10. Heath Herring vs. Yoshihiro Nakao
K-1 “Premium 2005 Dynamite!!” | Dec. 31, 2005


Yes, we know it is not actually a “fight” per se. In fact, it might be the most watched and fabled no contest in MMA history. When Nakao took on former Pride Fighting Championships heavyweight title challenger Herring at K-1 “Dynamite!!” on New Year’s Eve in 2005, he was an unbeaten-but-unremarkable wrestler and hardly noteworthy. This changed forever during the pre-fight staredown, as Nakao inexplicably decided to mock the colorful cowboy from Texas by kissing him on the lips.

After the smooch, there was a Matrix time-type moment where Nakao smugly smirked in Herring’s face. This ended abruptly when Herring suddenly cocked back and leveled Nakao with a right hook that sent the Japanese fighter’s head in a concussive spiral. Nakao hit the mat, unconscious and stiff as a board, and had to be stretchered from the ring. While he lay supine, Herring infamously defended his actions to K-1 officials: “He tried to kiss me on the lips like a homosexual. I’m not gay? I’m not gay!?”

SOURCE MATERIAL
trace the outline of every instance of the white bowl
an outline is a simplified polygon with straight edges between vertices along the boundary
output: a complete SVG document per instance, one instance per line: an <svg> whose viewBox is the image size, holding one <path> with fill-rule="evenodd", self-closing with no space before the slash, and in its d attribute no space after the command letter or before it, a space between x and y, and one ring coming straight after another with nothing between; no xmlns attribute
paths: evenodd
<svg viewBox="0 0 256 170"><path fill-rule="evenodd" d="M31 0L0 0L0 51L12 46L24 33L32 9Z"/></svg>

WHAT YOU HAVE TO DO
Continue the write-up on the Herring–Nakao staredown knockout, picking up right after Herring's words to the K-1 officials.

WRITTEN REPLY
Herring was initially disqualified in the bout, but after sober reflection, K-1 parent company Fight Entertainment Group decided that both Nakao’s kiss and Herring’s sucker shot were fouls; plus, the bout had not formally started. That notwithstanding, the shocking absurdity of the scene became an instant viral sensation. Thanks to YouTube and the Break.coms of the world, Nakao-Herring is probably one of the most watched MMA “fights” ever. Nakao even adopted “Kiss” as his nickname and has spent the last seven years milking the fact that he got clobbered for obnoxiously kissing an opposing athlete.

Basically, Nakao-Herring is the stuff of which New Year’s Eve in Japan is made.